Dokumen Sumber:
Pemerintah mengalokasikan anggaran
untuk pembelian Alutsista atau alat utama system persenjataan sekitar 28,2 triliun
rupiah pada tahun ini dan jumlah itu terus meningkat setiap tahunnya. Anggaran
tersebut akan digunakan untuk membeli sejumlah peralatan militer untuk
melengkapi kebutuhan pertahanan nasional dan kebijakan pemerintah serta TNI,
pembelian akan diupayakan di dalam negeri untuk mendukung industri nasional.
Beberapa alutsista memang dibeli
dari dalam negeri dan salah satunya dari perusahaan di Batam yang memproduksi
kapal dengan berbagai tipe dan ukuran. Hingga saat ini, TNI AL telah membeli
lima kapal perang produksi perusahaan di Batam yakni PT Palindo Marine
Shipyard, kelima kapal perang itu adalah KRI Clurit-641, KRI Kujang-642, KRI
Beladau-643, KRI Pari-849 dan KRI Sembilang-850.

Perintah Kerja:
Lanjutkan teks tentang anggaran alutsista di atas, dimulai setelah kalimat terakhir yang tercantum.

Data Sumber:

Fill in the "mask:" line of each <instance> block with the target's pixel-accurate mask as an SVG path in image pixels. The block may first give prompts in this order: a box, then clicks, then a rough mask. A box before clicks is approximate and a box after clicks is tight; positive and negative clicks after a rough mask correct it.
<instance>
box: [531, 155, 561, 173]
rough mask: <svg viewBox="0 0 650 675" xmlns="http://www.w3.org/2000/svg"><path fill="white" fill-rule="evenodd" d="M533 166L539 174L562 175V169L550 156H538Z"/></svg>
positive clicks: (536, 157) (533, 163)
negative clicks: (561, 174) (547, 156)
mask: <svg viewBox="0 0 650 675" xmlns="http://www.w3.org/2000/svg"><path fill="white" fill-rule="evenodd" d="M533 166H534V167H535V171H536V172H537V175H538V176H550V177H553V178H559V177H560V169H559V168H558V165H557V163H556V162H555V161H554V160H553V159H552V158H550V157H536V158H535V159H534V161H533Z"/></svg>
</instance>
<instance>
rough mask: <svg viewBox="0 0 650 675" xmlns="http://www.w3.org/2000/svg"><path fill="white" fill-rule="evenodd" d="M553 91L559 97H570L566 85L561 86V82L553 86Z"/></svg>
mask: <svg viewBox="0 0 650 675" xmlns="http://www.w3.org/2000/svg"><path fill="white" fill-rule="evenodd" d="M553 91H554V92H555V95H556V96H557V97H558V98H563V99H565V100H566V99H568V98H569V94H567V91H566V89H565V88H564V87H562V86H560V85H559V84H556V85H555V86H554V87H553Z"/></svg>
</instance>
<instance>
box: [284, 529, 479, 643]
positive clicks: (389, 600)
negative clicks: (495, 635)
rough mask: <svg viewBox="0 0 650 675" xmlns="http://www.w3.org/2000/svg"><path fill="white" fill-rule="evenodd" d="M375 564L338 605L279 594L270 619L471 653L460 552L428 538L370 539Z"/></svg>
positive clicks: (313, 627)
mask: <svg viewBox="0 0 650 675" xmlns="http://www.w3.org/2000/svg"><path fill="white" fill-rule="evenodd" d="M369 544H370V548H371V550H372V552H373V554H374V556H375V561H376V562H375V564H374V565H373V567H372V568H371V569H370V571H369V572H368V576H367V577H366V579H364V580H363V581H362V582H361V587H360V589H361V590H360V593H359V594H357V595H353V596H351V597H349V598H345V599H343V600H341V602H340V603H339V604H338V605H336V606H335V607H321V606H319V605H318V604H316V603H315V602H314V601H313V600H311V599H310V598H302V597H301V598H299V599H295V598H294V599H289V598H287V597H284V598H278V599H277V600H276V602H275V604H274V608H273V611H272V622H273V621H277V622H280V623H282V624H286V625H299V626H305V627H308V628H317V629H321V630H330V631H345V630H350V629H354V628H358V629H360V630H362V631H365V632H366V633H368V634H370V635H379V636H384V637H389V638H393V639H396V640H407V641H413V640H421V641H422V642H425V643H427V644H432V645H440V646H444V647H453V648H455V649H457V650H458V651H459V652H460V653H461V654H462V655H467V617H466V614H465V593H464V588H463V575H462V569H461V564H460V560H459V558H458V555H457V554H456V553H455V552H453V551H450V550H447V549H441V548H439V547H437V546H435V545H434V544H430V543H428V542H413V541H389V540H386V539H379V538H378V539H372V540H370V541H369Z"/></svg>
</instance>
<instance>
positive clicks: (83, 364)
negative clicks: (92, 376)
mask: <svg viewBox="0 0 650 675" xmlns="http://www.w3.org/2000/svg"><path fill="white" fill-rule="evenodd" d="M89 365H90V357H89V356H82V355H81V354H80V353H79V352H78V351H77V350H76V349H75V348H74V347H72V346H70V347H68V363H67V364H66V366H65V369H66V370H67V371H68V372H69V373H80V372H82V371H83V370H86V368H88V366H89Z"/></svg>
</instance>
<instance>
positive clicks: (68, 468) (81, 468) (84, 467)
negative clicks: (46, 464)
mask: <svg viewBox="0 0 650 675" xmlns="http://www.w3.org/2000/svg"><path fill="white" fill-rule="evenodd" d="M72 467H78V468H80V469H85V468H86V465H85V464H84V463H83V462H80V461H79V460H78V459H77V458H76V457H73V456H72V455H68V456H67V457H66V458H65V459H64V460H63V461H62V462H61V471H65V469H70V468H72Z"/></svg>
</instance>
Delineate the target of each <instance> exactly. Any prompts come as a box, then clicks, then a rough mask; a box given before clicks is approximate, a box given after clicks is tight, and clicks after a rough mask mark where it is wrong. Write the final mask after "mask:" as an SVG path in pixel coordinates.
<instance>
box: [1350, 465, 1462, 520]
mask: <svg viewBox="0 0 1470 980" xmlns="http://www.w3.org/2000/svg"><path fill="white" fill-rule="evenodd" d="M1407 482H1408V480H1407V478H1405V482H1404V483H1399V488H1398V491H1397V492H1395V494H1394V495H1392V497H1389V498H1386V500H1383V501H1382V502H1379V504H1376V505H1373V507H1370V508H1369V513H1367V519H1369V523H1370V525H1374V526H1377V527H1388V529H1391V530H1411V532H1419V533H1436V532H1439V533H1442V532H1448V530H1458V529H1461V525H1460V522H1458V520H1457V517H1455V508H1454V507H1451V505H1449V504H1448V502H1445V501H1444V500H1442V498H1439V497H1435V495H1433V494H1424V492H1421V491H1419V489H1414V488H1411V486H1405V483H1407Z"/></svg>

Hasil di Bawah:
Walikota Batam Ahmad Dahlan merasa
bangga ada perusahaan di daerahnya yang mampu memproduksi kapal perang dan itu
akan terus didukung karena kedepanya Batam dengan lokasi yang sangat strategis
akan terus mengembangkan industri pertahanan berstandar internasional. Selain
kapal perang, diharapkan ada juga perusahaan di Batam yang mampu memproduksi
Alutsista lainnya seperti persenjataan dan ampibhi. Untuk itu, Walikota Batam mengundang investor
yang tertarik untuk mengembangkan industri pertahanan di Batam akan mendapat
perhatian khusus dari pemerintah daerah.
“Batam sangat potensial menjadi
kawasan industri pengembangan alutsista karena letaknya yang strategis dan
fasilitas FTZ yang dimilikinya membuat kebutuhan bahan baku yang sebagian impor
menjadi murah sehingga biaya produksi bisa ditekan,” kata Dahlan.
Pengembangan industri Alutsista di
Batam juga selaras dengan misi pemerintah pusat yang akan memperkuat
industri alat utama sistem persenjataan (alutsista) dengan cara alih teknologi
dan mengundang investor untuk membangun manufakturnya di Tanah Air.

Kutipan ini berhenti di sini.